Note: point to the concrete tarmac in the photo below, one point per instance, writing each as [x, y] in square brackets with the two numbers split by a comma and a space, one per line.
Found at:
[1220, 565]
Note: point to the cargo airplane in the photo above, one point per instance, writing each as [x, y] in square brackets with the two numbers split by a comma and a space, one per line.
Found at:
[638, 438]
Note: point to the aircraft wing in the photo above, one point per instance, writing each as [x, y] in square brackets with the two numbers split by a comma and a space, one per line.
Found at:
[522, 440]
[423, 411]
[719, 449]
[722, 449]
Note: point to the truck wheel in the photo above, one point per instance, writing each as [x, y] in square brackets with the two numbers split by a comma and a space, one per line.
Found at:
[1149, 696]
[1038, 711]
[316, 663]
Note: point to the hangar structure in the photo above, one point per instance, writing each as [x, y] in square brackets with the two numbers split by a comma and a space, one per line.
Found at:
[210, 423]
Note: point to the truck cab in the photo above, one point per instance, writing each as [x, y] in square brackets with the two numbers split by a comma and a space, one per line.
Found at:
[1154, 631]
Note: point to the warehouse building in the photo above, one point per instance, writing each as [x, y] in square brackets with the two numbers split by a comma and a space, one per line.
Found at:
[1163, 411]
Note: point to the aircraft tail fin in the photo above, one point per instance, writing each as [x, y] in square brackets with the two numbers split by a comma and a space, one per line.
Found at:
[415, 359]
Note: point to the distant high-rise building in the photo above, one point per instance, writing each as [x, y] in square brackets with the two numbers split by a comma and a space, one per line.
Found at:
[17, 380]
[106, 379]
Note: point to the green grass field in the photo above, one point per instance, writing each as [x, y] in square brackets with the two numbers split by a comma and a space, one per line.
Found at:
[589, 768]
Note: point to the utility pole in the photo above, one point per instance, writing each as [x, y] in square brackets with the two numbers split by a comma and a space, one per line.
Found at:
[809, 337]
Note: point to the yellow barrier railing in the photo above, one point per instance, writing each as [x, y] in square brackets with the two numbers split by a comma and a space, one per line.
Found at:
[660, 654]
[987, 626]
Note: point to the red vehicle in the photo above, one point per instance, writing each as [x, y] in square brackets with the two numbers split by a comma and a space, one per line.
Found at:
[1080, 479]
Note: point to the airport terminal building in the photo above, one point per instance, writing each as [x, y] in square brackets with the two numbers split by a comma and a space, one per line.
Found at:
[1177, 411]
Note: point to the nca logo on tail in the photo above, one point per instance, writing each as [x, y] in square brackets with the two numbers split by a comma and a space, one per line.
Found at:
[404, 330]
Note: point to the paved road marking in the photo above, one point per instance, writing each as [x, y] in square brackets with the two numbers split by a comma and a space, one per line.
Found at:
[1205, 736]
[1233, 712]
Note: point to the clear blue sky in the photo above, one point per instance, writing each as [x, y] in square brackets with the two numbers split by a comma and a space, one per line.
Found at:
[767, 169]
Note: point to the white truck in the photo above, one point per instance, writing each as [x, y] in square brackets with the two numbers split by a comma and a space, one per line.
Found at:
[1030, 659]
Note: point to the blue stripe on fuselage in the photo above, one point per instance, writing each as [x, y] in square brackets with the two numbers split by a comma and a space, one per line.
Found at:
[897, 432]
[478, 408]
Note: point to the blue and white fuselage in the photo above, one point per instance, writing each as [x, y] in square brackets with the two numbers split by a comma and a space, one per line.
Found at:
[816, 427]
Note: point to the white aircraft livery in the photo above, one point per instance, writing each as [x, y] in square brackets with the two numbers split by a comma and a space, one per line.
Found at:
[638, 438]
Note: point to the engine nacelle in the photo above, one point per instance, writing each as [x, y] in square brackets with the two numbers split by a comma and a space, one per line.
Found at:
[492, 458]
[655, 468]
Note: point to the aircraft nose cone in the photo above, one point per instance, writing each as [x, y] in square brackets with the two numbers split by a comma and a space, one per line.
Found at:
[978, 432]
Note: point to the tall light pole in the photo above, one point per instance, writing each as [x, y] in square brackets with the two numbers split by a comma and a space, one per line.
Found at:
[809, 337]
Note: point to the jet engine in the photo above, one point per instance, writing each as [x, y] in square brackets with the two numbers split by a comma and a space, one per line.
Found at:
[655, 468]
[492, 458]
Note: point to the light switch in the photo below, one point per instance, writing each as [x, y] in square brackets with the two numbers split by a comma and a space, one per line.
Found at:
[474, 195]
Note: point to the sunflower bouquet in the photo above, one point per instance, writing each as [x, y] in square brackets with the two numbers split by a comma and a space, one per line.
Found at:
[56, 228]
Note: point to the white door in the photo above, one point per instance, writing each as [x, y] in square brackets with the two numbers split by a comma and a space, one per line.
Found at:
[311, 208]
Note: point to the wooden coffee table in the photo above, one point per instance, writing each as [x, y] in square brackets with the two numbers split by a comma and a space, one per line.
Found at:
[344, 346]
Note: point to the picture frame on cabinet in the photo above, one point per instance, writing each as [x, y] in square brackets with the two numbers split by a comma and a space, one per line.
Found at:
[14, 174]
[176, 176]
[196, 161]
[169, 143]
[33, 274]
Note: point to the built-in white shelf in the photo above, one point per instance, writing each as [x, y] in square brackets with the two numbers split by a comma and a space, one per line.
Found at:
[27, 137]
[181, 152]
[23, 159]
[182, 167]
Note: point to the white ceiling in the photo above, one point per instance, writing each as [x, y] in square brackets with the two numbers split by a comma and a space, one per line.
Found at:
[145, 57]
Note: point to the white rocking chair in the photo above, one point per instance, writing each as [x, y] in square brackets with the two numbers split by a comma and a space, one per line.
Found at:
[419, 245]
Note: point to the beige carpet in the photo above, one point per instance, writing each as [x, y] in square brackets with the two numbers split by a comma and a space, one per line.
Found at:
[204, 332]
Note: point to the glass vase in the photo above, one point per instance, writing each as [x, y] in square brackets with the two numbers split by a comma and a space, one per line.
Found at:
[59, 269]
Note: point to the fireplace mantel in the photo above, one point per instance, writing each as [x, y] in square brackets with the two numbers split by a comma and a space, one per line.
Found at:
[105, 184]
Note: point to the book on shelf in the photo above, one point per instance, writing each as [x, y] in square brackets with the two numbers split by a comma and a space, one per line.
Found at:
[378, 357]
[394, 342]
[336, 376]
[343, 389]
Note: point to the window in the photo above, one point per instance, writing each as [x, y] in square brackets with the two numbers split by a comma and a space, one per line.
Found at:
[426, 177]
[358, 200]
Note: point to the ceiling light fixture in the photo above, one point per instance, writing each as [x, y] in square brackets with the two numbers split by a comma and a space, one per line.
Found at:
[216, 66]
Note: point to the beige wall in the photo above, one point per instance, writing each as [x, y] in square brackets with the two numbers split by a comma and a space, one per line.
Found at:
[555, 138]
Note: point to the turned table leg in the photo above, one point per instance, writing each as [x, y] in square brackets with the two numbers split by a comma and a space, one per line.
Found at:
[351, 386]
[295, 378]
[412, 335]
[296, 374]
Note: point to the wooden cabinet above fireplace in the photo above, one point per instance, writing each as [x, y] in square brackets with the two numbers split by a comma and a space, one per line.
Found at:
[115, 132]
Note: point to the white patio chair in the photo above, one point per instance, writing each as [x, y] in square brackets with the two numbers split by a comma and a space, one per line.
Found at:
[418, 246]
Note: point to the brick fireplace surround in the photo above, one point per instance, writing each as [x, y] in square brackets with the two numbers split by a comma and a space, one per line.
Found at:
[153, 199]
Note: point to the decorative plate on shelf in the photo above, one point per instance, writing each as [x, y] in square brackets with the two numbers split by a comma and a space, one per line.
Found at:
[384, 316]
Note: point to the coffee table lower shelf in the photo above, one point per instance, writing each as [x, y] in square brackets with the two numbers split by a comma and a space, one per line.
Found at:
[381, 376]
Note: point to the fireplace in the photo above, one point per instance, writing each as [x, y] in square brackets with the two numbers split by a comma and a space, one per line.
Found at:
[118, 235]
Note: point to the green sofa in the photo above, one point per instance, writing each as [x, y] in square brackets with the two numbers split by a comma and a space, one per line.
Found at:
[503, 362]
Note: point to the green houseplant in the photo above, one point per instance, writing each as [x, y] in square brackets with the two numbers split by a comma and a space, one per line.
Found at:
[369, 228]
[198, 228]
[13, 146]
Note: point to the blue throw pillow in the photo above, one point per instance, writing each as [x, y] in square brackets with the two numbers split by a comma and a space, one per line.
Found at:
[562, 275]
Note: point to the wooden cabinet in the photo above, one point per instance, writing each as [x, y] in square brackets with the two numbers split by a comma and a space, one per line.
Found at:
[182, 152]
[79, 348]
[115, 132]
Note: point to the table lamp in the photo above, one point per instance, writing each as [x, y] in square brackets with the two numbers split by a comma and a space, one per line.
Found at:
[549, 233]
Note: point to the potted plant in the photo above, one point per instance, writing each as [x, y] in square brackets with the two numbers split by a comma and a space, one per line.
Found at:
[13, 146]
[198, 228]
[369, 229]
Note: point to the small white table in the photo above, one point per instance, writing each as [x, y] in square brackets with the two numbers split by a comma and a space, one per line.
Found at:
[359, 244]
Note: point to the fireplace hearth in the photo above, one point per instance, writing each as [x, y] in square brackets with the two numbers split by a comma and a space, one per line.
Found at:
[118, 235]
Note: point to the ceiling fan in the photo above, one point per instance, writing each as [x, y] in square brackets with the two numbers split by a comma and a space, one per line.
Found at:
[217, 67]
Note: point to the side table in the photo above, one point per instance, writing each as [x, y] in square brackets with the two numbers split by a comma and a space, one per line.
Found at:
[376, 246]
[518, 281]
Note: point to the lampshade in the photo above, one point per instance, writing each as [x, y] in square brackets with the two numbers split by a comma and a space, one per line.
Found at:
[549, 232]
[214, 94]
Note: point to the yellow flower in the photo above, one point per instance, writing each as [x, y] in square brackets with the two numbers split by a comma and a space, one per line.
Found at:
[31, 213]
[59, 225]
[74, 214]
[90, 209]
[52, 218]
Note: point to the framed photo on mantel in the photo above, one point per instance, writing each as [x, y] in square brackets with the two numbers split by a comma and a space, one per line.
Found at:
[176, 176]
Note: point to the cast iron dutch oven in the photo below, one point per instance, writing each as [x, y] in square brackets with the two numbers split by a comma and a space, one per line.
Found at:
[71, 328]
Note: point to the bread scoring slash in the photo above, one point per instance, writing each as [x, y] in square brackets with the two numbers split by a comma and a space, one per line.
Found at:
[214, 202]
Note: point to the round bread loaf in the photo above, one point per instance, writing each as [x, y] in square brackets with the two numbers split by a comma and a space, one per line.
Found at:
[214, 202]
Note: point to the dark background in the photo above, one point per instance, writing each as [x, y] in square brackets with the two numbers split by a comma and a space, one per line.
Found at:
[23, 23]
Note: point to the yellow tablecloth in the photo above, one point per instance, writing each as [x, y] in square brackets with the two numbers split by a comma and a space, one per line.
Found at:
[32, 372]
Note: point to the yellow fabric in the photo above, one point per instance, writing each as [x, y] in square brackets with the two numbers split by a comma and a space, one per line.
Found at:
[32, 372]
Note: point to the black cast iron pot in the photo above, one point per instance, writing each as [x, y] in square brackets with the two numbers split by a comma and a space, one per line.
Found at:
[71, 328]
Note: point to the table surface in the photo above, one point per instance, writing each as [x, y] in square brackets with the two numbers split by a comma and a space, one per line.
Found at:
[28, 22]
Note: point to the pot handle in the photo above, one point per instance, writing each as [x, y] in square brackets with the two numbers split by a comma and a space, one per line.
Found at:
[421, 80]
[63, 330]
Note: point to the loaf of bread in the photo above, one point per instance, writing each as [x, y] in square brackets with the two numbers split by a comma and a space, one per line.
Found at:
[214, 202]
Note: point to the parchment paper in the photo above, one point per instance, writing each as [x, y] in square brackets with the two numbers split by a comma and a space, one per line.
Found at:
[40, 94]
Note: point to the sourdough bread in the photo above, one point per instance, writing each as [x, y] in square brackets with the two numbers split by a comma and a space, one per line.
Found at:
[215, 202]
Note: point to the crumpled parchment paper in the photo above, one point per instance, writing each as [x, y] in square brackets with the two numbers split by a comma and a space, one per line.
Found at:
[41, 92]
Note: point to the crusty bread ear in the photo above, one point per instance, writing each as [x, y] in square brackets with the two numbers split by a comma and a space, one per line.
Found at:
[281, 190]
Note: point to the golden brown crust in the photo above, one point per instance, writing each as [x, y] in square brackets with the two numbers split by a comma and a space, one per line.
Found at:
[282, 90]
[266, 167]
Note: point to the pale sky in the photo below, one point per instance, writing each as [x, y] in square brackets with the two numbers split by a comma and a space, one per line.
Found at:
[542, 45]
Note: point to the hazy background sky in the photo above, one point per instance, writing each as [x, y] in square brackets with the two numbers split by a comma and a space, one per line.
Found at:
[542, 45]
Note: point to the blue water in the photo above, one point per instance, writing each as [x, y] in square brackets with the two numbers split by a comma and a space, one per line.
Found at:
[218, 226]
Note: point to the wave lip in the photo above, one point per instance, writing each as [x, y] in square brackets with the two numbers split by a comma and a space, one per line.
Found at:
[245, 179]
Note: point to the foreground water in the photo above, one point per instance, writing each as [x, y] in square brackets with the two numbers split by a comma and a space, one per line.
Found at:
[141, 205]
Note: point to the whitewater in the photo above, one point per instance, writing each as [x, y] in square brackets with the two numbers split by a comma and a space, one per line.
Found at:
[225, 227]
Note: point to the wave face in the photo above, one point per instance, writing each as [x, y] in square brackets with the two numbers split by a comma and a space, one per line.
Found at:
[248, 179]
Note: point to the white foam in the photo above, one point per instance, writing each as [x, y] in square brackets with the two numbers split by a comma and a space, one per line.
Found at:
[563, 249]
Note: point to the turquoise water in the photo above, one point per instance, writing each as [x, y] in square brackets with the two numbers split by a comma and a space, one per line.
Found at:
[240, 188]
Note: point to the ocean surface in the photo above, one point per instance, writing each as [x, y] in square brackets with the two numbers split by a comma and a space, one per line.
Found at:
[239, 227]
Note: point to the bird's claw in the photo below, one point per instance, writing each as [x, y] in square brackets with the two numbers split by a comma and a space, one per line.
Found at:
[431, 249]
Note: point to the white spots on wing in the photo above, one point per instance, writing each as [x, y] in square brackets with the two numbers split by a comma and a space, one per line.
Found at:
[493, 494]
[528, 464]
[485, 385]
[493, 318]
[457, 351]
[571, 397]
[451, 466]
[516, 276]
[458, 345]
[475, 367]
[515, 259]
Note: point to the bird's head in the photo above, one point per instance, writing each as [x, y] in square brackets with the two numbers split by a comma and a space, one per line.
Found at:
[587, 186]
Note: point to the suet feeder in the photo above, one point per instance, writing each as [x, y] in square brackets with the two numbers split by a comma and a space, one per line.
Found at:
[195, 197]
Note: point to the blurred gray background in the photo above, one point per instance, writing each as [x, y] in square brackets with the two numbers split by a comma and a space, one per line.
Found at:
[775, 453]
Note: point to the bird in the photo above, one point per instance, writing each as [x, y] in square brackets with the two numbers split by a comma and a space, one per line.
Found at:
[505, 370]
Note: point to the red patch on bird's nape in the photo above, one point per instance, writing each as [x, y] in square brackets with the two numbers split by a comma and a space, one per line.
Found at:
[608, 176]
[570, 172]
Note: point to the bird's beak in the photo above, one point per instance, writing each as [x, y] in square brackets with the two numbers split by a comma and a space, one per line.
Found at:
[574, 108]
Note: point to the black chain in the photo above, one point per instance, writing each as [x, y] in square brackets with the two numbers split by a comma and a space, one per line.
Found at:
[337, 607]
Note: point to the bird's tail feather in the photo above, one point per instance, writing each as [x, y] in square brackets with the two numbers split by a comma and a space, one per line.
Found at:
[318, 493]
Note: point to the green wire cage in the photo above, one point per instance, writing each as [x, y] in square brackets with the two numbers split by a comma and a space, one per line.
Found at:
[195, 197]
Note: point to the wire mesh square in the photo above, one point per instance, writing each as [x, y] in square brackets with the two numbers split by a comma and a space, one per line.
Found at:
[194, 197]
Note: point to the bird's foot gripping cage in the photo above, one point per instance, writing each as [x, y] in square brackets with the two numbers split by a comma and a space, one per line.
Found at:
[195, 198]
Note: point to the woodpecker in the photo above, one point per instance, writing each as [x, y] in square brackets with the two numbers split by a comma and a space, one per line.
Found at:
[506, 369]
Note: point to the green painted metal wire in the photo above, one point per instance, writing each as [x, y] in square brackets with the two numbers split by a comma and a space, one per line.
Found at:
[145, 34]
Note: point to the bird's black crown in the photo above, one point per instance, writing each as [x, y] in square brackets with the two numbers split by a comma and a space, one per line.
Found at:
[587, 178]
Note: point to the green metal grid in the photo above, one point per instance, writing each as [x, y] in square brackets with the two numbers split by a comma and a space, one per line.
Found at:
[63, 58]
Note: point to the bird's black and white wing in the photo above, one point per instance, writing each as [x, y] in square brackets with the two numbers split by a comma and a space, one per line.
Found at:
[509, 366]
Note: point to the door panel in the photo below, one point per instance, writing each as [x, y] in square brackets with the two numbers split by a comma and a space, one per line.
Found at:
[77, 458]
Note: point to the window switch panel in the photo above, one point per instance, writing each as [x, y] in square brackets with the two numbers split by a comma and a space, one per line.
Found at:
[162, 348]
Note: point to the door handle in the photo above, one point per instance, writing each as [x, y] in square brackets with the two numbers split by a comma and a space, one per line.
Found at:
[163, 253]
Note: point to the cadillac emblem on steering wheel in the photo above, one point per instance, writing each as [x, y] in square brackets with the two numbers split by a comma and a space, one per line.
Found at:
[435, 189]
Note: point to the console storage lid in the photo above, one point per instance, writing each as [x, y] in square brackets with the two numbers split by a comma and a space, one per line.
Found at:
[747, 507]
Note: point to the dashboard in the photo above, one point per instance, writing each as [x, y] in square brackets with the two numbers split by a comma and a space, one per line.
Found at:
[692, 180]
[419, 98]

• • • • • • •

● Requirements: Rewrite the items from the first line through the line containing "[1220, 565]" (inclusive), putting "paved apron" in place of "concrete tarmac" and leaving everything else as it is.

● The completed task:
Note: point to the paved apron in the photo below, one point per instance, writing each as [x, y] in square brackets with the two numbers split by a comma and a space, one per line.
Found at:
[1220, 565]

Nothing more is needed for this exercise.